### Your goal
Make an exact copy of every entry, from the first line to the last.

### Data records
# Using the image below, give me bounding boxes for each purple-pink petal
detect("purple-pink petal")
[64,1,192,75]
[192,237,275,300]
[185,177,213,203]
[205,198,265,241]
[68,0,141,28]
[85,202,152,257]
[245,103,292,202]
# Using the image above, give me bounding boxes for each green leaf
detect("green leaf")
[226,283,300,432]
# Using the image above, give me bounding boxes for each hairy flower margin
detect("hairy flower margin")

### Reply
# Using the image below, give me bounding boxes for each purple-pink petal
detect("purple-pink petal")
[64,1,192,75]
[192,237,275,300]
[185,177,213,203]
[205,198,265,241]
[68,0,141,28]
[85,202,152,257]
[245,103,292,202]
# Using the image above, give me bounding boxes for each green leaf
detect("green leaf")
[226,283,300,432]
# Using the image above, give me bounding boxes for each hairy flower margin
detect("hairy flower margin")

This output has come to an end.